- WHAT THE EXERCISE ASKS: Every line from the one containing "Target: snow-covered road" to the end of the data below should be copied exactly, but pictures should not.
*****
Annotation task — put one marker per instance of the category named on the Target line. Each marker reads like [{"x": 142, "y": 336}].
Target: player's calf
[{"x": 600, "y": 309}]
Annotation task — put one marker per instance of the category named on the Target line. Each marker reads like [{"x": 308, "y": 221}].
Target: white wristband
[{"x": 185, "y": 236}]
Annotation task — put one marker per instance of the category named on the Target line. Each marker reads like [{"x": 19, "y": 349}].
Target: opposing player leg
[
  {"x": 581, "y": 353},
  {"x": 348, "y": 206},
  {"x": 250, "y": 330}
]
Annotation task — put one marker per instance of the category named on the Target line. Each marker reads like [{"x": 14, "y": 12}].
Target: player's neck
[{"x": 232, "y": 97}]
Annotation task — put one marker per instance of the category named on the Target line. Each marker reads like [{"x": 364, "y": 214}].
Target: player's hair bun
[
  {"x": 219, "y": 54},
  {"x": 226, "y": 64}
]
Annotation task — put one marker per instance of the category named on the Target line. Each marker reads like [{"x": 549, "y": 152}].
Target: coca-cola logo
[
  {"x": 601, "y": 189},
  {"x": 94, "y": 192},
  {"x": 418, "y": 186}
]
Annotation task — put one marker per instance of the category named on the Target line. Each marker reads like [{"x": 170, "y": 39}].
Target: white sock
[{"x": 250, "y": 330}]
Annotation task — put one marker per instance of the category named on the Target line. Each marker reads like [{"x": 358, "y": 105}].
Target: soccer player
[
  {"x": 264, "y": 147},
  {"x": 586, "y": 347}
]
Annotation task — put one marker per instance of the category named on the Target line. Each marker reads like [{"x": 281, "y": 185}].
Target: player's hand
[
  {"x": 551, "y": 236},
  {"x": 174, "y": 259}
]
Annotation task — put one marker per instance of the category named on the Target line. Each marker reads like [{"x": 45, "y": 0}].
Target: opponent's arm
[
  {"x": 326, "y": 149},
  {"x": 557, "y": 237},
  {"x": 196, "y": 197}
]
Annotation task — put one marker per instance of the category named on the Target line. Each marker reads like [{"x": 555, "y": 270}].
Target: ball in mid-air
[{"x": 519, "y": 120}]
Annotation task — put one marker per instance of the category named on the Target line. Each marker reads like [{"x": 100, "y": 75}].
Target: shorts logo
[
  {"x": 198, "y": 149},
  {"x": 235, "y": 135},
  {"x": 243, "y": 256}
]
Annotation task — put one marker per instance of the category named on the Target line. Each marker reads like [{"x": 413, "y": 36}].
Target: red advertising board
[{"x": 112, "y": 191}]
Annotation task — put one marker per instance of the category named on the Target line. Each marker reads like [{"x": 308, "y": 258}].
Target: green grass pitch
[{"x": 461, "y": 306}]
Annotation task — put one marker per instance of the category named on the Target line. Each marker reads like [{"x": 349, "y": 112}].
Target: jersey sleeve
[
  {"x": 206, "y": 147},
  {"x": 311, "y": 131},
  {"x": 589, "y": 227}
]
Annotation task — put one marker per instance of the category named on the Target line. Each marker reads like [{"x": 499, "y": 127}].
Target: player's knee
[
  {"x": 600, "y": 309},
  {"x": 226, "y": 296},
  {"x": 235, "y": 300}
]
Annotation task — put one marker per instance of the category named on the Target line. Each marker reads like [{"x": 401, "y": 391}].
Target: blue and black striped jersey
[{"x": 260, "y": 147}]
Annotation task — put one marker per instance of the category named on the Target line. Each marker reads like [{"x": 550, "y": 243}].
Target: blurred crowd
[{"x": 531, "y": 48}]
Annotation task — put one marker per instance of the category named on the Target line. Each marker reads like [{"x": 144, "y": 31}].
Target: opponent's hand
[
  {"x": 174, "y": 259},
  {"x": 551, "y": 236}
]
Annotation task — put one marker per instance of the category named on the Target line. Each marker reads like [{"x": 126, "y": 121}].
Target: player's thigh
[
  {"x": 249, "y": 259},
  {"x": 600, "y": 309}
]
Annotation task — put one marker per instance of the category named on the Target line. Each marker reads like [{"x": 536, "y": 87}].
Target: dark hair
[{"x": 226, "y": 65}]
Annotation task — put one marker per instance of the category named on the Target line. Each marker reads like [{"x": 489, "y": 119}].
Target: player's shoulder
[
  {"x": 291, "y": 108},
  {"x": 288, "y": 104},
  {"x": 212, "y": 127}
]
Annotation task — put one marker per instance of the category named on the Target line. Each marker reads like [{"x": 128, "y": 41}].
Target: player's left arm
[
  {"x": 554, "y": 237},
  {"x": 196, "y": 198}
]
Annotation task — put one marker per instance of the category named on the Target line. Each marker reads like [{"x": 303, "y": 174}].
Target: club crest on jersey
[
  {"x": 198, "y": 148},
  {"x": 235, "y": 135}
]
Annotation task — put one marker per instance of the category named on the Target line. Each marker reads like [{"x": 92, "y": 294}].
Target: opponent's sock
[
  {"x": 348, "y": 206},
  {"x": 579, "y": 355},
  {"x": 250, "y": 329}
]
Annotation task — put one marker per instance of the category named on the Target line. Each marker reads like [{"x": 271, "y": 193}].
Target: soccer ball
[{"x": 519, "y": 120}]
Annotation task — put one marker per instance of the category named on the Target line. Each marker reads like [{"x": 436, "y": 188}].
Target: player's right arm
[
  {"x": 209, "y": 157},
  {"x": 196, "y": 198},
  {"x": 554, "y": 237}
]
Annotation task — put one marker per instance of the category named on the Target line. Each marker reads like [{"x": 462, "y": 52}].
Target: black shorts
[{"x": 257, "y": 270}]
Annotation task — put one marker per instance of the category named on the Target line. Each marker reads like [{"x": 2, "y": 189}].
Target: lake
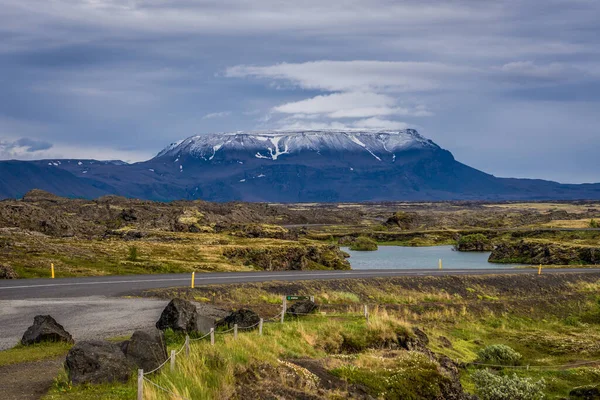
[{"x": 399, "y": 257}]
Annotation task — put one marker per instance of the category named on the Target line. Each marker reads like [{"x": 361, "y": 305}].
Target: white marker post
[
  {"x": 284, "y": 308},
  {"x": 140, "y": 384}
]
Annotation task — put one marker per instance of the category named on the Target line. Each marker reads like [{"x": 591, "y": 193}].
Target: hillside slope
[{"x": 299, "y": 166}]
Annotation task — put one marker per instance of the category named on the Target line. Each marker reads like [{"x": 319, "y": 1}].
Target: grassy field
[{"x": 551, "y": 321}]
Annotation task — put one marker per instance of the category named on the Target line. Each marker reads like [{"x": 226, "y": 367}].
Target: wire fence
[
  {"x": 527, "y": 367},
  {"x": 281, "y": 317},
  {"x": 142, "y": 375}
]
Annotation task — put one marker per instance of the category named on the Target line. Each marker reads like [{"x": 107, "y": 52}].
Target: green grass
[
  {"x": 63, "y": 390},
  {"x": 36, "y": 352}
]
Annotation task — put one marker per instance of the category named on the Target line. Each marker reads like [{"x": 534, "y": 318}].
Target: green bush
[
  {"x": 490, "y": 386},
  {"x": 132, "y": 253},
  {"x": 363, "y": 243},
  {"x": 475, "y": 242},
  {"x": 498, "y": 354},
  {"x": 413, "y": 377}
]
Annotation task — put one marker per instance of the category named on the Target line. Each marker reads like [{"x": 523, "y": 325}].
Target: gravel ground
[{"x": 84, "y": 318}]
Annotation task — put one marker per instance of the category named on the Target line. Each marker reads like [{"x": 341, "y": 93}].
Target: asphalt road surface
[
  {"x": 93, "y": 308},
  {"x": 113, "y": 286}
]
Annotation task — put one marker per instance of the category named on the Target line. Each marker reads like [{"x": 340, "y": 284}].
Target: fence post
[
  {"x": 284, "y": 308},
  {"x": 140, "y": 384}
]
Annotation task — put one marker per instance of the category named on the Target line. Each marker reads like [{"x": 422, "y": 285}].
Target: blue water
[{"x": 399, "y": 257}]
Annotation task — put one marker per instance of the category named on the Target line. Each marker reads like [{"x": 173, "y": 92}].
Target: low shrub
[
  {"x": 363, "y": 243},
  {"x": 498, "y": 354},
  {"x": 490, "y": 386},
  {"x": 476, "y": 242},
  {"x": 413, "y": 376},
  {"x": 132, "y": 253}
]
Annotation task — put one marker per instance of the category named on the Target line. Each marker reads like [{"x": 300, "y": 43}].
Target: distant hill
[{"x": 273, "y": 166}]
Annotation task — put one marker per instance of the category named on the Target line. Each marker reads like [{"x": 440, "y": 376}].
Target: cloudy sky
[{"x": 510, "y": 87}]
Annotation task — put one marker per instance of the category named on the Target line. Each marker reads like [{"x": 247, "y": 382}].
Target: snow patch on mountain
[{"x": 272, "y": 145}]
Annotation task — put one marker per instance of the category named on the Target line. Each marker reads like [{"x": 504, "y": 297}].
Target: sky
[{"x": 509, "y": 87}]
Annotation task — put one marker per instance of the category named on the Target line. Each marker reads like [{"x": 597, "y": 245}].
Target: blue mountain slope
[{"x": 302, "y": 166}]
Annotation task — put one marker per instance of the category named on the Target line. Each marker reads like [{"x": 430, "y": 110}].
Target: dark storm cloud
[{"x": 498, "y": 83}]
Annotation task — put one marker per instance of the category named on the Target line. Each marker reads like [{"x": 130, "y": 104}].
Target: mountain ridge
[{"x": 286, "y": 166}]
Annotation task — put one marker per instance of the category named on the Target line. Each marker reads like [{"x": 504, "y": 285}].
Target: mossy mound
[
  {"x": 293, "y": 257},
  {"x": 475, "y": 242},
  {"x": 363, "y": 243},
  {"x": 545, "y": 253}
]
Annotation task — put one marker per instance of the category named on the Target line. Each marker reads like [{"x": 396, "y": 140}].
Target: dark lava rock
[
  {"x": 179, "y": 315},
  {"x": 475, "y": 242},
  {"x": 585, "y": 393},
  {"x": 45, "y": 329},
  {"x": 7, "y": 272},
  {"x": 146, "y": 349},
  {"x": 243, "y": 318},
  {"x": 302, "y": 307},
  {"x": 97, "y": 362},
  {"x": 545, "y": 253},
  {"x": 292, "y": 257},
  {"x": 445, "y": 342}
]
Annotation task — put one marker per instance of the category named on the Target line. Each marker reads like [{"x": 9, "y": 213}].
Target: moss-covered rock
[
  {"x": 293, "y": 257},
  {"x": 545, "y": 253},
  {"x": 363, "y": 243},
  {"x": 475, "y": 242},
  {"x": 402, "y": 220}
]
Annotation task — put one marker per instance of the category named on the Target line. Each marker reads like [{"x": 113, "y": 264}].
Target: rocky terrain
[
  {"x": 294, "y": 166},
  {"x": 115, "y": 235},
  {"x": 544, "y": 253}
]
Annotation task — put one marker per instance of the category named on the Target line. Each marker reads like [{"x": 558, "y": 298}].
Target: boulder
[
  {"x": 7, "y": 272},
  {"x": 45, "y": 329},
  {"x": 302, "y": 307},
  {"x": 146, "y": 349},
  {"x": 97, "y": 362},
  {"x": 590, "y": 392},
  {"x": 179, "y": 315},
  {"x": 243, "y": 318}
]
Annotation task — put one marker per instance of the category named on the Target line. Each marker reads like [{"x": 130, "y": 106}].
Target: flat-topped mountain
[
  {"x": 285, "y": 166},
  {"x": 381, "y": 145}
]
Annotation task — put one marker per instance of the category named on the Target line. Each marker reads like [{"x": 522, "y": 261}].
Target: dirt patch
[{"x": 28, "y": 381}]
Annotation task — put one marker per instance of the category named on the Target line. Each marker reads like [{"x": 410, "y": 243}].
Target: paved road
[{"x": 124, "y": 285}]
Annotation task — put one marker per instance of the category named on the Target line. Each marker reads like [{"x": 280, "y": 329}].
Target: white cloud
[
  {"x": 357, "y": 75},
  {"x": 376, "y": 123},
  {"x": 365, "y": 93},
  {"x": 31, "y": 149},
  {"x": 547, "y": 72},
  {"x": 350, "y": 105},
  {"x": 217, "y": 115}
]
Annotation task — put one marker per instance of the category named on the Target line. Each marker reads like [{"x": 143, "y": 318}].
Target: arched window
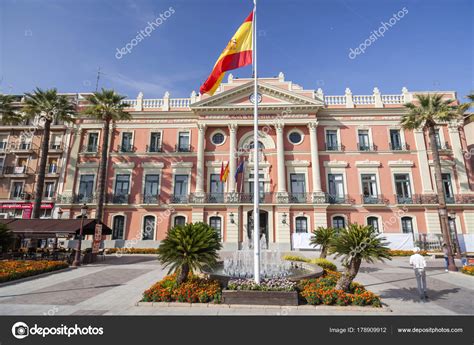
[
  {"x": 301, "y": 224},
  {"x": 339, "y": 222},
  {"x": 260, "y": 145},
  {"x": 148, "y": 232},
  {"x": 216, "y": 224},
  {"x": 118, "y": 228},
  {"x": 407, "y": 225},
  {"x": 374, "y": 223},
  {"x": 179, "y": 221}
]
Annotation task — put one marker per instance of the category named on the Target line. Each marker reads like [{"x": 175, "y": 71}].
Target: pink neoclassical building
[{"x": 324, "y": 161}]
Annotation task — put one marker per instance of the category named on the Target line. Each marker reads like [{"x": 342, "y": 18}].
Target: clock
[{"x": 252, "y": 98}]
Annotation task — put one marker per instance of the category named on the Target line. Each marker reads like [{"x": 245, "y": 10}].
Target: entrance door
[{"x": 263, "y": 224}]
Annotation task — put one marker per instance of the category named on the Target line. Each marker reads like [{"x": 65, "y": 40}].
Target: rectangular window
[
  {"x": 183, "y": 142},
  {"x": 155, "y": 142},
  {"x": 151, "y": 191},
  {"x": 395, "y": 140},
  {"x": 364, "y": 142},
  {"x": 331, "y": 140},
  {"x": 49, "y": 190},
  {"x": 127, "y": 142},
  {"x": 448, "y": 187},
  {"x": 181, "y": 185},
  {"x": 92, "y": 142},
  {"x": 403, "y": 188},
  {"x": 86, "y": 187},
  {"x": 336, "y": 187},
  {"x": 17, "y": 190},
  {"x": 369, "y": 188}
]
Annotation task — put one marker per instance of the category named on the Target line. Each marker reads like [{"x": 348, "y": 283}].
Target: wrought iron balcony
[
  {"x": 150, "y": 199},
  {"x": 373, "y": 199},
  {"x": 367, "y": 147},
  {"x": 183, "y": 148},
  {"x": 334, "y": 147},
  {"x": 154, "y": 148},
  {"x": 399, "y": 147}
]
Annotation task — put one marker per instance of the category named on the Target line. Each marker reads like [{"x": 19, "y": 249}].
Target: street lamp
[
  {"x": 77, "y": 257},
  {"x": 452, "y": 215}
]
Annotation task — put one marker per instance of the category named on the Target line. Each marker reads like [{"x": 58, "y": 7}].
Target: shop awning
[{"x": 52, "y": 227}]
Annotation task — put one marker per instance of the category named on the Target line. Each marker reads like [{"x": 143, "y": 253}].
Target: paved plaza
[{"x": 114, "y": 286}]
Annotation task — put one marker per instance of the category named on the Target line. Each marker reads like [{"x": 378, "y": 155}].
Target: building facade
[{"x": 324, "y": 161}]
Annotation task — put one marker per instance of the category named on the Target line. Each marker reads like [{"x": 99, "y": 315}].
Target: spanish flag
[{"x": 238, "y": 53}]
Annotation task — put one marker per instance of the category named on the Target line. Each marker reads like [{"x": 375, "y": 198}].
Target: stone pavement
[{"x": 115, "y": 286}]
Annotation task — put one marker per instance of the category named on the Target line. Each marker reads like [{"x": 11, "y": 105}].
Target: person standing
[
  {"x": 445, "y": 254},
  {"x": 418, "y": 263}
]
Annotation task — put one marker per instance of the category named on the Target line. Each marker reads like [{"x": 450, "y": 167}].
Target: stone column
[
  {"x": 280, "y": 159},
  {"x": 315, "y": 174},
  {"x": 232, "y": 156},
  {"x": 459, "y": 157},
  {"x": 200, "y": 160}
]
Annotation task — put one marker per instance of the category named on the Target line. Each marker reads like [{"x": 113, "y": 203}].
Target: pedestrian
[
  {"x": 419, "y": 263},
  {"x": 445, "y": 254}
]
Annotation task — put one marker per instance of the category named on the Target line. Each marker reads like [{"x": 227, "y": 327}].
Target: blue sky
[{"x": 61, "y": 43}]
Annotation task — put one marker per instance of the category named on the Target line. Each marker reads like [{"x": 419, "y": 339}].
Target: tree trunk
[
  {"x": 41, "y": 169},
  {"x": 324, "y": 252},
  {"x": 348, "y": 276},
  {"x": 183, "y": 274},
  {"x": 101, "y": 184},
  {"x": 442, "y": 209}
]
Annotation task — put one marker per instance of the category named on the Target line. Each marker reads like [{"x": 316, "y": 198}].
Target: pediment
[{"x": 272, "y": 98}]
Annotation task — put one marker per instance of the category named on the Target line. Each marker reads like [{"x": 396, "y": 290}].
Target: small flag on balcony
[
  {"x": 238, "y": 53},
  {"x": 224, "y": 172},
  {"x": 240, "y": 169}
]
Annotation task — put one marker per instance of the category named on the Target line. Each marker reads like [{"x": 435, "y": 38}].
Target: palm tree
[
  {"x": 188, "y": 248},
  {"x": 426, "y": 115},
  {"x": 323, "y": 237},
  {"x": 355, "y": 244},
  {"x": 9, "y": 115},
  {"x": 105, "y": 106},
  {"x": 46, "y": 106},
  {"x": 6, "y": 238}
]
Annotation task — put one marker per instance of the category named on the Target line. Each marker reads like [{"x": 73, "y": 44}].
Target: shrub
[
  {"x": 468, "y": 270},
  {"x": 193, "y": 290},
  {"x": 12, "y": 270},
  {"x": 323, "y": 291},
  {"x": 324, "y": 263}
]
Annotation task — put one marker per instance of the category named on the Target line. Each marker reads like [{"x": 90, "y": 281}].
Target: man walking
[{"x": 419, "y": 263}]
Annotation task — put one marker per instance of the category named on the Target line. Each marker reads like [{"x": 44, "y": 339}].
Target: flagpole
[{"x": 256, "y": 184}]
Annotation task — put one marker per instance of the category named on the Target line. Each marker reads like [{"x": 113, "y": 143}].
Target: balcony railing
[
  {"x": 332, "y": 147},
  {"x": 367, "y": 148},
  {"x": 183, "y": 148},
  {"x": 153, "y": 148},
  {"x": 399, "y": 147},
  {"x": 373, "y": 199}
]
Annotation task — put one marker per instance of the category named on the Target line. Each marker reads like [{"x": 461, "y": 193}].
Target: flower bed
[
  {"x": 131, "y": 251},
  {"x": 276, "y": 284},
  {"x": 12, "y": 269},
  {"x": 468, "y": 270},
  {"x": 194, "y": 290},
  {"x": 322, "y": 291},
  {"x": 406, "y": 252},
  {"x": 323, "y": 263}
]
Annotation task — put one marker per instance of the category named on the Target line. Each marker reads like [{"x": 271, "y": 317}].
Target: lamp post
[
  {"x": 452, "y": 215},
  {"x": 77, "y": 257}
]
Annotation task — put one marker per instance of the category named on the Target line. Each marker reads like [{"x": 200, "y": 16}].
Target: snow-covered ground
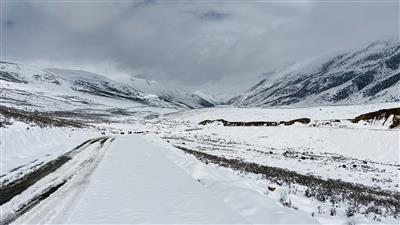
[{"x": 142, "y": 176}]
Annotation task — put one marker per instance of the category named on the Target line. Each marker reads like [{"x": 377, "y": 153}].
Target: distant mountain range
[
  {"x": 369, "y": 75},
  {"x": 61, "y": 89}
]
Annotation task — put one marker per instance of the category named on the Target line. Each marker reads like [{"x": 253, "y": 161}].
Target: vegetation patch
[
  {"x": 38, "y": 118},
  {"x": 382, "y": 114},
  {"x": 256, "y": 123},
  {"x": 360, "y": 198}
]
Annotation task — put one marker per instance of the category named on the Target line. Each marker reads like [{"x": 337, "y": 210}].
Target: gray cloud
[{"x": 214, "y": 46}]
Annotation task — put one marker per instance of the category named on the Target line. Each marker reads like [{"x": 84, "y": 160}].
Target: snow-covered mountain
[
  {"x": 61, "y": 89},
  {"x": 152, "y": 88},
  {"x": 369, "y": 75}
]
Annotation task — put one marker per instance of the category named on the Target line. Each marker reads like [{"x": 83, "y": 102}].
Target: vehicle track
[{"x": 48, "y": 178}]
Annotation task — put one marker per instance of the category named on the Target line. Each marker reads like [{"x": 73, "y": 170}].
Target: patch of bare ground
[
  {"x": 379, "y": 115},
  {"x": 39, "y": 118},
  {"x": 360, "y": 198},
  {"x": 256, "y": 123}
]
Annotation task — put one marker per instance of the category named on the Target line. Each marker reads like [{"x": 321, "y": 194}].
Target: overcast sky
[{"x": 212, "y": 46}]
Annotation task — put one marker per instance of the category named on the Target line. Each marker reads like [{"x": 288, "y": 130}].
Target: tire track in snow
[{"x": 23, "y": 194}]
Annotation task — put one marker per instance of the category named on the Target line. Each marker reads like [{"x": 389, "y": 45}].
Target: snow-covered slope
[
  {"x": 65, "y": 90},
  {"x": 155, "y": 89},
  {"x": 369, "y": 75}
]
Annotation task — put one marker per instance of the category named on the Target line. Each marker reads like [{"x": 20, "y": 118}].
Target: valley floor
[{"x": 170, "y": 169}]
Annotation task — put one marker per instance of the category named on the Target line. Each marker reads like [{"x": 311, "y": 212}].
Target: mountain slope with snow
[
  {"x": 369, "y": 75},
  {"x": 65, "y": 90},
  {"x": 156, "y": 89}
]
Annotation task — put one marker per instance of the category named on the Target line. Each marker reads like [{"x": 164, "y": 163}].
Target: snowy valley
[{"x": 319, "y": 145}]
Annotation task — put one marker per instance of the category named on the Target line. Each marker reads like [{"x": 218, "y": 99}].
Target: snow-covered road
[{"x": 136, "y": 181}]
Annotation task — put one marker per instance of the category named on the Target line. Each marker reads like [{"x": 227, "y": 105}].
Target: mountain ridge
[{"x": 367, "y": 75}]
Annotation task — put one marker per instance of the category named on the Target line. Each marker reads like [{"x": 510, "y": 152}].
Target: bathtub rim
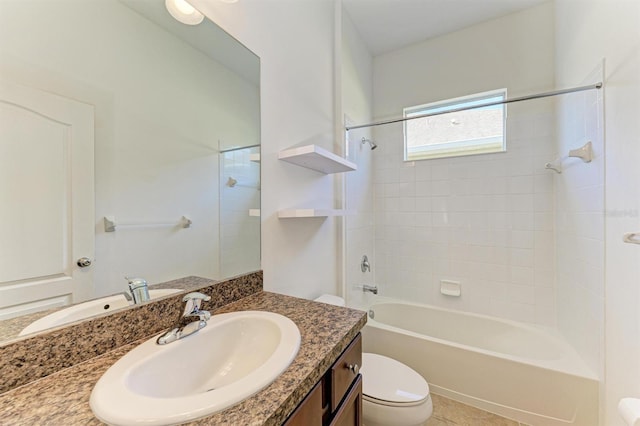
*****
- OUTPUT BELOW:
Target: snow-covered road
[{"x": 136, "y": 181}]
Annotation task — put one marker per instance of the category named on the Target line. Each marker reads like [{"x": 227, "y": 105}].
Target: mountain ridge
[{"x": 367, "y": 75}]
Annotation task — put one marker per instance of the category named on the Target line. Each marker reads like [{"x": 510, "y": 152}].
Target: bathtub rim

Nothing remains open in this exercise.